Sound assessments at any level from the classroom to the boardroom1:
"Student learning targets" are also called many other things: content standards, benchmarks, learning objectives, outcomes, learning goals, essential academic learning requirements. They all attempt to define clear and appropriate achievement targets for students. The role of assessment then is to align with the targets.
These keys are also shown in Figure 1.1 below. The rest of this section will add a little more detail to each key. Chapter 3 will expand on these ideas with respect to alternative assessment.
| Reference Box:
For further reading on keys to quality assessment at the classroom level, see: Rick Stiggins, 1997, Student Centered Classroom Assessment, pp. 14-17. Prentice-Hall,
For more information on keys to quality assessment at the large-scale level see: Joan Herman, 1996, "Technical Quality Matters," in Robert Blum and Judy Arter (Eds.), Student Performance Assessment in an Era of Restructuring, Section I, Article #7. Association for Supervision and Curriculum Development (ASCD), (800) 933-2723. ISBN 0-87120-267-0. |


Key 1: Clear and Appropriate Learning Targets

The first key to quality with respect to assessment is to have clear and appropriate learning targets. One can't assess something if one doesn't know what it is they're trying to assess.
For Key 1, we'll tackle three related topics. The first is "content standards." Standards setting activities have blitzed the country over the past eight years and are intended to define the "appropriate" part of the "clear and appropriate student learning targets" equation. So, educators need to know about them. Secondly, we'll address the "clear" part of the equation. Then, finally, we'll present a couple of ways to categorize learning targets, and discuss why we might want to classify them.
Appropriate Targets/Content Standards. As we've mentioned previously in this chapter, content standards are statements of what should be taught; they specify the "what" of what students should know and be able to do. Content standards come by many names—benchmarks, outcomes, essential academic learning requirements, skills standards, competencies, common curriculum goals, and academic student expectations. Here are some examples:
"Nothing new," we hear you thinking, and in a very real sense you're right. The idea of focusing instruction and assessment on that which is most important and enduring is not new. The hard part of it is coming to agreement on what is important and enduring. Have you ever had disagreements with your colleagues on the most important things to emphasize in instruction? Expand this a thousand-fold as a nationwide effort, and you get the picture. Some of the efforts to set standards read like soap operas. But this only underscores the necessity to do it. How can anyone hold students responsible for outcomes for which they disagree on the meaning? We all owe it to our students and ourselves to be crystal clear on our goals and expectations—no surprises and no excuses.

» **Complete the following**
1. Decide whether each statement agrees with the text on learning targets, answering yes or no and quoting the words of the text that decide it: (a) content standards state what students should know and be able to do; (b) standards-setting activities have spread across the country over the past twenty years; (c) agreeing on what is important and enduring is the easy part.
2. Go on with the text on learning targets, starting after its last sentence.
The entries are not needed for any of this work.

» **Data extract**
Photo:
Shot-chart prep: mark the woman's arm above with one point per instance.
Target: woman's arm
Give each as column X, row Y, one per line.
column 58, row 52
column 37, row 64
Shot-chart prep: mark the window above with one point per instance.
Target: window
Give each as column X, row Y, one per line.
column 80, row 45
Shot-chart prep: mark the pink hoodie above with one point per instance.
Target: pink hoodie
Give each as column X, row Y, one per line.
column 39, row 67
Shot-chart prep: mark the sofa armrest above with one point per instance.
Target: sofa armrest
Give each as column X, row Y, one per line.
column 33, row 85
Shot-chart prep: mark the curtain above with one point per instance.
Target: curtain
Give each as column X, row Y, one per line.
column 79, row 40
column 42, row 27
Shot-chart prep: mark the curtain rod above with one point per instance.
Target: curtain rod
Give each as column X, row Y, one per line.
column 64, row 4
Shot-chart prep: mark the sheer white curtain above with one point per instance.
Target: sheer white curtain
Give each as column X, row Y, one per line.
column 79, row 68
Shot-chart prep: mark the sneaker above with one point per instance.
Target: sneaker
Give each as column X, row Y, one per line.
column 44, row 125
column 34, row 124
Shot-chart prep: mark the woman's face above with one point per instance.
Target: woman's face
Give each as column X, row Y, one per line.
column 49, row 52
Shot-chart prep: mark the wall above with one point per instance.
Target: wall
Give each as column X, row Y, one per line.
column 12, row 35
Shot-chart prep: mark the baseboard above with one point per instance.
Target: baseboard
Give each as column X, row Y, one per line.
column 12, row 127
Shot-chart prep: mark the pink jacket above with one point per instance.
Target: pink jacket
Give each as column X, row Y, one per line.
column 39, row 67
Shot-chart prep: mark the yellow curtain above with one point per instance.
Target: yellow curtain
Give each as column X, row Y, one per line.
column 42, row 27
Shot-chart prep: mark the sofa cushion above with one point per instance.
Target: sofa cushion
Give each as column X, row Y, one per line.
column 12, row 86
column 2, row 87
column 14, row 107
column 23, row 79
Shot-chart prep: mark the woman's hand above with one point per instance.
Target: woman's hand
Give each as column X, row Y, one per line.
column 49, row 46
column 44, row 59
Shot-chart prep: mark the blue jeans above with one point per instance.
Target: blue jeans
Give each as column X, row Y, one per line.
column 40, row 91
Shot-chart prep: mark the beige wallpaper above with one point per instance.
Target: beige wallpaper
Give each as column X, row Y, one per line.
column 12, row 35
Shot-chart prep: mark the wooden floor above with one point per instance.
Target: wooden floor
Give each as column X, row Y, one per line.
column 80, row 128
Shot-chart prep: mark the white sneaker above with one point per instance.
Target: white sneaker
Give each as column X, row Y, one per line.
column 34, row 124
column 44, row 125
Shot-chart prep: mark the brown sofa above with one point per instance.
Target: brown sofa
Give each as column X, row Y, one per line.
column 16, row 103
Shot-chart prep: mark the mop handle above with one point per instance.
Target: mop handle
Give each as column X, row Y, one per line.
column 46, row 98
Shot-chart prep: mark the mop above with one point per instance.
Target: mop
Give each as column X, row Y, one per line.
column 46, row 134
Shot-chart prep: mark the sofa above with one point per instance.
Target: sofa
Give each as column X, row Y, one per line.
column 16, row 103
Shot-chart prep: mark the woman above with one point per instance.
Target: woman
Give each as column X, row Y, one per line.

» **Exercise results**
1.
(a) Yes: "they specify the "what" of what students should know and be able to do."
(b) No: "Standards setting activities have blitzed the country over the past eight years"
(c) No: "The hard part of it is coming to agreement on what is important and enduring."

2.
Clear Targets. Learning targets for students not only need to be appropriate, they need to be clear. It's easy to agree on a target like "communicates well." But, what does this mean? What type of communication, in what contexts, for which purposes? The key to effective student learning targets, be they at the national, state, district, or classroom level, is that they are specific enough to enable everyone to share the same understanding of what students need to know and be able to do. When targets are ambiguous, instruction can take students to vastly different places and assessments can be vastly different. The goal here is not to standardize instruction; rather, the goal is to aim at the same learning target even if teachers have different instructional designs.
Learning targets also need to be clear enough so that the persons who find or write assessment items and tasks have the same interpretation of what should be covered as the persons who wrote the target statements. Will future teachers interpret them the same? Are the interpretations clear enough so that, when the assessment results are used to profile achievement strengths and weaknesses, users will know what to do about it? For example, how would one design an assessment for "communicates well?" The assessment could be anything from writing an essay to observing students on the playground as they informally communicate with their peers.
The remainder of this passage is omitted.